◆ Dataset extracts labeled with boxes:
- - - - - - -
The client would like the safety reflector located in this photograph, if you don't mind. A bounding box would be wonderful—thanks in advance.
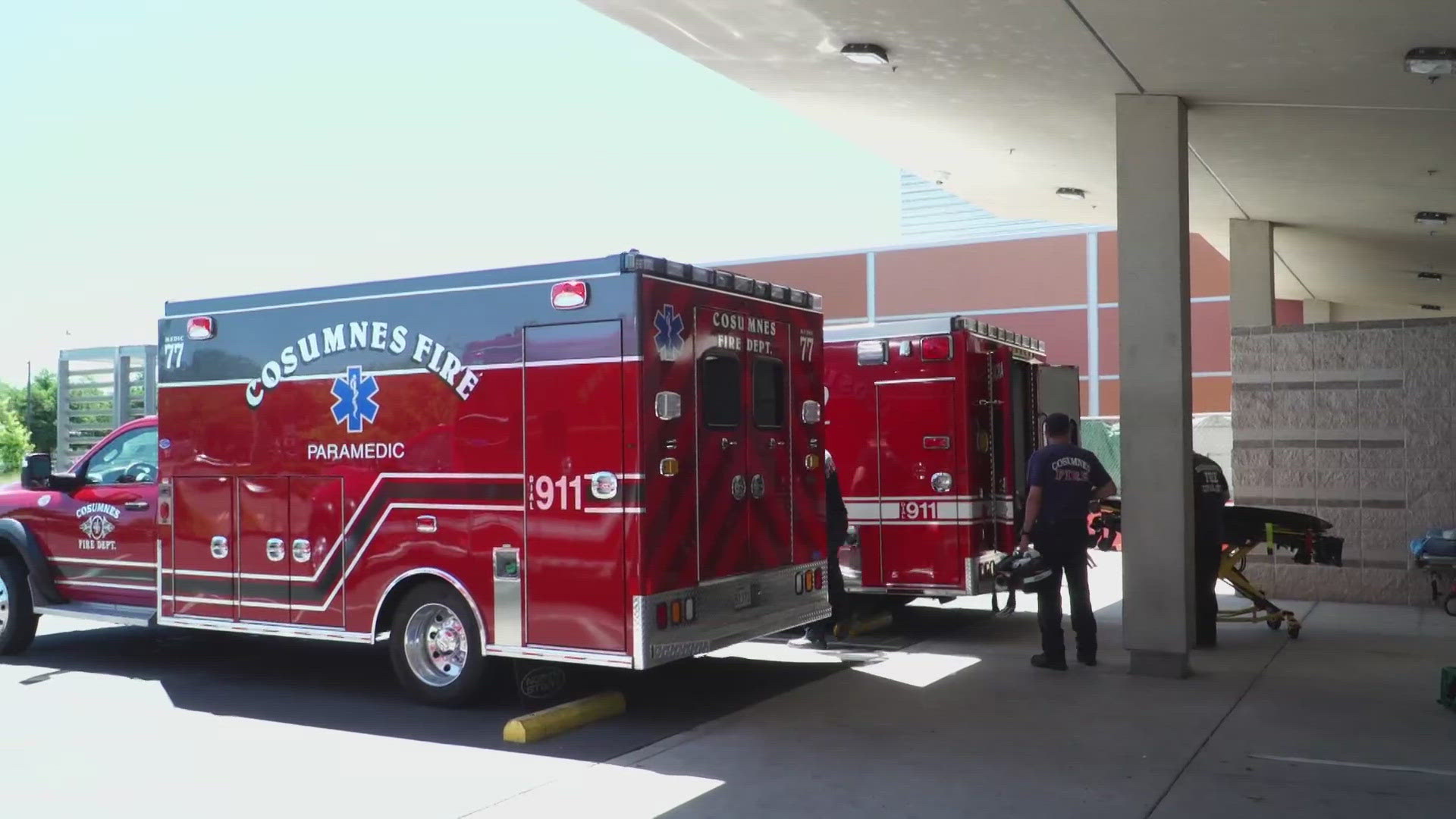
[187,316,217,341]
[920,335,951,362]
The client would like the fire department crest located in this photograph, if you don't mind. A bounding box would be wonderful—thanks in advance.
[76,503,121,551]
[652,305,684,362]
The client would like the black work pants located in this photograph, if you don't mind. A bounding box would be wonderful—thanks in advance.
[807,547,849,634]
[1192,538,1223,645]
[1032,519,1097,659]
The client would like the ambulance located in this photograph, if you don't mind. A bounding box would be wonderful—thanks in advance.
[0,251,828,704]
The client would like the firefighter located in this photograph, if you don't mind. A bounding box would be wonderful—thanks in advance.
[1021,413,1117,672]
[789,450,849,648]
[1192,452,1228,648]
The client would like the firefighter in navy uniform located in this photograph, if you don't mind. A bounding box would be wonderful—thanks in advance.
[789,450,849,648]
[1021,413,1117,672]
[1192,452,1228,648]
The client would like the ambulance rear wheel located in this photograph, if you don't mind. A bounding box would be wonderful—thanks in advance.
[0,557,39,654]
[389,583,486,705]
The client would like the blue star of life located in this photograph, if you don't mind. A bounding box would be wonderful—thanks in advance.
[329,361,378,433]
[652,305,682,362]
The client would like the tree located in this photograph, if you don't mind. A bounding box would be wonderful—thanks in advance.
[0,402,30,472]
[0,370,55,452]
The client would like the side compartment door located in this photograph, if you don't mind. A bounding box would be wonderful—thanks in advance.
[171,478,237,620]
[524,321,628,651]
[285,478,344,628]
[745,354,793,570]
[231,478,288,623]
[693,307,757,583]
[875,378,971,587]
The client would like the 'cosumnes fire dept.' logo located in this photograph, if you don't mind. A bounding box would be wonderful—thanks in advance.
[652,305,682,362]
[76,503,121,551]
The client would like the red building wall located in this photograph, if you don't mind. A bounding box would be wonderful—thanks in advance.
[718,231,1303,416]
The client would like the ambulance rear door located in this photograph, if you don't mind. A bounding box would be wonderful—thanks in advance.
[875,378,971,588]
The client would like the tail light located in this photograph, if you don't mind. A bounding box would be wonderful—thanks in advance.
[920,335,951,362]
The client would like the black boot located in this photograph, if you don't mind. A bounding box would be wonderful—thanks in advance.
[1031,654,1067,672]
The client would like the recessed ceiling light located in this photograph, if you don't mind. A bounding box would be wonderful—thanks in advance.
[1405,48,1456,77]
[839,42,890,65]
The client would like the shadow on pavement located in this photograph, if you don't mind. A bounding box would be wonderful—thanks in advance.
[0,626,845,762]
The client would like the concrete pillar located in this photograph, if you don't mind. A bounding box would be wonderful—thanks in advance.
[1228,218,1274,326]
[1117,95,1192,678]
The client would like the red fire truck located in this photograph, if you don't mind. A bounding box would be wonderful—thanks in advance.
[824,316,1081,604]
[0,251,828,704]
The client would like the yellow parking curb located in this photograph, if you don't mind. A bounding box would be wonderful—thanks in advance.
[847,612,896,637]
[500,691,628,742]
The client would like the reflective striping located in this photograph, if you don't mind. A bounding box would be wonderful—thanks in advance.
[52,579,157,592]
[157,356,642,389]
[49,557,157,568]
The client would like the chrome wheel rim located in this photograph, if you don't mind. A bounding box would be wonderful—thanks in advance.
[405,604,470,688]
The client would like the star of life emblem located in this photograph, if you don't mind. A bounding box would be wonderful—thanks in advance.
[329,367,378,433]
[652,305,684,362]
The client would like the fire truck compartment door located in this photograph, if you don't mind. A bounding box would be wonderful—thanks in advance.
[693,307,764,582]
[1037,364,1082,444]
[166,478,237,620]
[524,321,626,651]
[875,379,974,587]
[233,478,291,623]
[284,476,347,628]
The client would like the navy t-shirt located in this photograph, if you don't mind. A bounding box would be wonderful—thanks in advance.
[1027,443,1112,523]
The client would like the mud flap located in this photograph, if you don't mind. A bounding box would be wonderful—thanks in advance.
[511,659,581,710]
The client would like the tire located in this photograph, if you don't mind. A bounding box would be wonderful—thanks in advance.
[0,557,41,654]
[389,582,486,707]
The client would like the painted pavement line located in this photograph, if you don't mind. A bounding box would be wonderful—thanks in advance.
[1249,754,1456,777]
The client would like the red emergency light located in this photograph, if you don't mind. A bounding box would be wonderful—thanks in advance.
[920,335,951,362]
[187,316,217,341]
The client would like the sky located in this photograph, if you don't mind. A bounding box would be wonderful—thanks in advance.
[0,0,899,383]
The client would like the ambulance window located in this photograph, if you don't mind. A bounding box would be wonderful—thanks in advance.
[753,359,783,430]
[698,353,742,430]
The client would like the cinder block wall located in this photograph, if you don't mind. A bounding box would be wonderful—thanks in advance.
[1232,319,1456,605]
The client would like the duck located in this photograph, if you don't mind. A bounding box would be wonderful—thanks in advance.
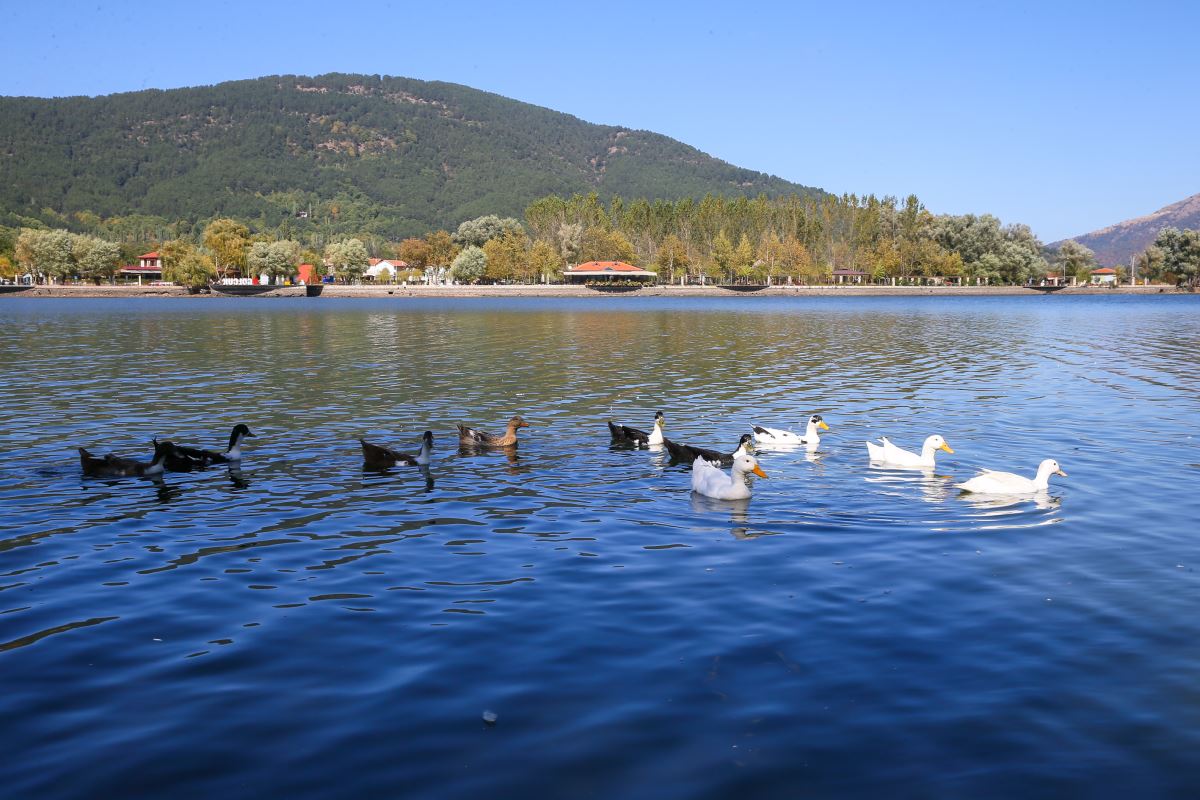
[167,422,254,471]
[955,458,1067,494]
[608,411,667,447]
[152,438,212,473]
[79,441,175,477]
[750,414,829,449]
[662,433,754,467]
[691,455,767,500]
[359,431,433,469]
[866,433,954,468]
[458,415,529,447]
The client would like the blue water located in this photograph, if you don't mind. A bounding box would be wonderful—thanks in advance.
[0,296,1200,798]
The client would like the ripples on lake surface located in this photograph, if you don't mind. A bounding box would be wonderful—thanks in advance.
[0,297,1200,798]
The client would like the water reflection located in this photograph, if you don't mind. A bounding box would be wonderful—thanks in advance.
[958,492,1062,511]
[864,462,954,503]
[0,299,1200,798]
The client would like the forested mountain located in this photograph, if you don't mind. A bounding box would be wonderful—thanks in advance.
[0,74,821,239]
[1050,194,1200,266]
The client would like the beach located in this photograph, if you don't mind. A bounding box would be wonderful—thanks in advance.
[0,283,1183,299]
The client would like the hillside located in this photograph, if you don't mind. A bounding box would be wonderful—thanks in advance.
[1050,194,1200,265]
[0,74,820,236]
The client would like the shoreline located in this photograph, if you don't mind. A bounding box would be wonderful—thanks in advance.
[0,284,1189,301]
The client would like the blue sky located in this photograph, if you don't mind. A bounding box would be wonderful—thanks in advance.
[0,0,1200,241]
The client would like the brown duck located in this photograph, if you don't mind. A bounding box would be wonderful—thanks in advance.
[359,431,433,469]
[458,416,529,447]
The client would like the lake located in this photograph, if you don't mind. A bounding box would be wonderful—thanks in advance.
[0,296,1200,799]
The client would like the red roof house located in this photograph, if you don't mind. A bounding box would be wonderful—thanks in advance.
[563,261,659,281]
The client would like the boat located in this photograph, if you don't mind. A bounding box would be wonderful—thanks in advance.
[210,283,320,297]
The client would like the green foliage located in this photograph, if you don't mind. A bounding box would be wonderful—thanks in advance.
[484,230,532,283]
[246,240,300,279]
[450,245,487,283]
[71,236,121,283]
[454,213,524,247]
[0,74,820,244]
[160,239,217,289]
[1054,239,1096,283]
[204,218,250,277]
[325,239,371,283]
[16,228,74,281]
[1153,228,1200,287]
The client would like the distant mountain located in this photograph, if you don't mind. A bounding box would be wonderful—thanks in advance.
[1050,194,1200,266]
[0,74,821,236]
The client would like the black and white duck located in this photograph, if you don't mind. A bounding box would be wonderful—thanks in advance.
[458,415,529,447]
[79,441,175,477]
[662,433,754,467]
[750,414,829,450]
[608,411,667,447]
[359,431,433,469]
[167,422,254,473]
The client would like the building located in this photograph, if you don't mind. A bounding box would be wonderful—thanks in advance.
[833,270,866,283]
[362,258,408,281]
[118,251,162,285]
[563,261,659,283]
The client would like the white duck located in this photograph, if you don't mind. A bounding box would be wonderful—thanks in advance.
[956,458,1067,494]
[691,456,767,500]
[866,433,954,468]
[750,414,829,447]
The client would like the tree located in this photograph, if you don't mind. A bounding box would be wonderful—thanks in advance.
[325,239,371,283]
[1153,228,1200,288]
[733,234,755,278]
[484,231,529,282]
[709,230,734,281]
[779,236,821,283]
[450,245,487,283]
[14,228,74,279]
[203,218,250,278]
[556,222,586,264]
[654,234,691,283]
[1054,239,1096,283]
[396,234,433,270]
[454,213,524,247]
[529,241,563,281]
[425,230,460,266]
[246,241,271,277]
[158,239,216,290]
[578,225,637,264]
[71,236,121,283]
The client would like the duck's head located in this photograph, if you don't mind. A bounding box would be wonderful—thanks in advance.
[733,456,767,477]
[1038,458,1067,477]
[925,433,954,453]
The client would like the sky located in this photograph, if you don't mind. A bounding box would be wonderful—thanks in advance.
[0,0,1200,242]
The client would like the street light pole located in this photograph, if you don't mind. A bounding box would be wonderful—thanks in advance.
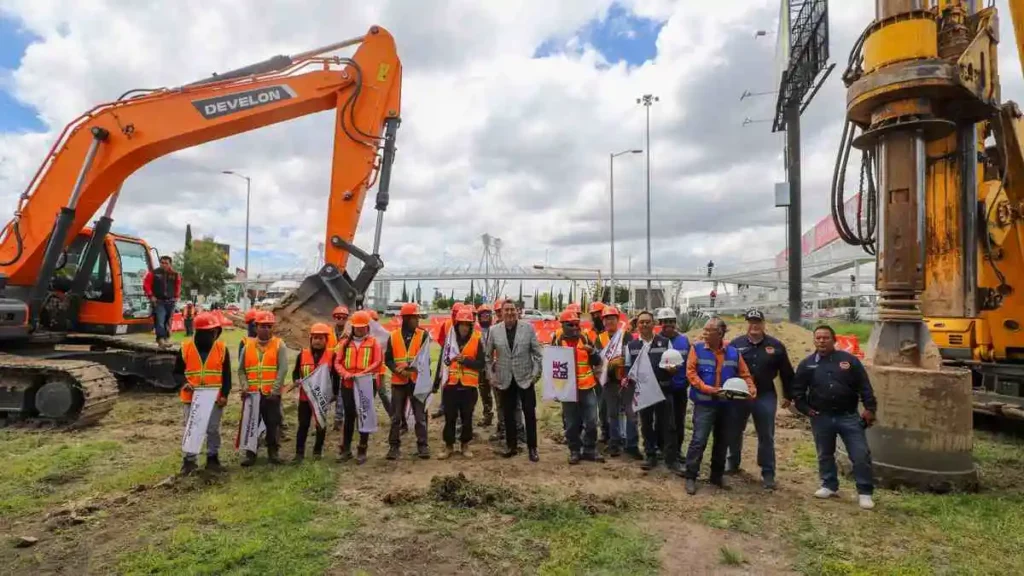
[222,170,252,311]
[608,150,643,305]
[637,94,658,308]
- - - - - - -
◆ The problem:
Could you copy out the items word for word, starting at the line containing "The client would like the beach" and ending at the line containing "[0,74,821,236]"?

◆ Reply to the task:
The client would like the beach located in this photograph, if you don't mind. A bounding box would be wonderful—thanks in advance.
[0,283,1183,299]
The client would like the hillside located in this photograph, if you don't mind. A bounding box would be wonderful—thanks in advance.
[1050,194,1200,265]
[0,74,820,236]
The client would like the shoreline located in this photograph, if you don't mind. A bounding box would be wonderful—thanks in advance.
[0,284,1189,301]
The client would like the blue sky located in this photograph, if you don't mind. A bounding box would be wonderful—thanks in advance.
[0,0,1200,241]
The client would like the brown duck located in this photograph, if you don't mind. A bounding box would be wonderful—thanks in advance.
[359,431,433,469]
[458,416,529,447]
The client would like the lake located in this photograph, if you don't mind. A bounding box would be wonderful—thanks in advance.
[0,296,1200,799]
The client would like the red roof house located in this photograph, if you don't mind. A bounding box would be wonderful—thanks in advance.
[563,261,659,281]
The client would like the boat located in this photograph, if you don't mind. A bounding box would be wonderful—thanks in advance.
[210,283,320,297]
The client would like the green foliage located in this photograph, if you don't mind. A bounding box would be wonderful—thanks in advance.
[484,230,532,283]
[246,240,300,279]
[450,245,487,283]
[71,236,121,283]
[454,213,524,247]
[0,74,820,244]
[160,239,217,289]
[1054,239,1096,283]
[204,218,250,277]
[325,239,371,283]
[16,228,74,281]
[1153,228,1200,287]
The client would like the distant mountain located in this photograph, if you don't mind. A bounding box would be wonderful—thanks in advance.
[1050,194,1200,266]
[0,74,821,236]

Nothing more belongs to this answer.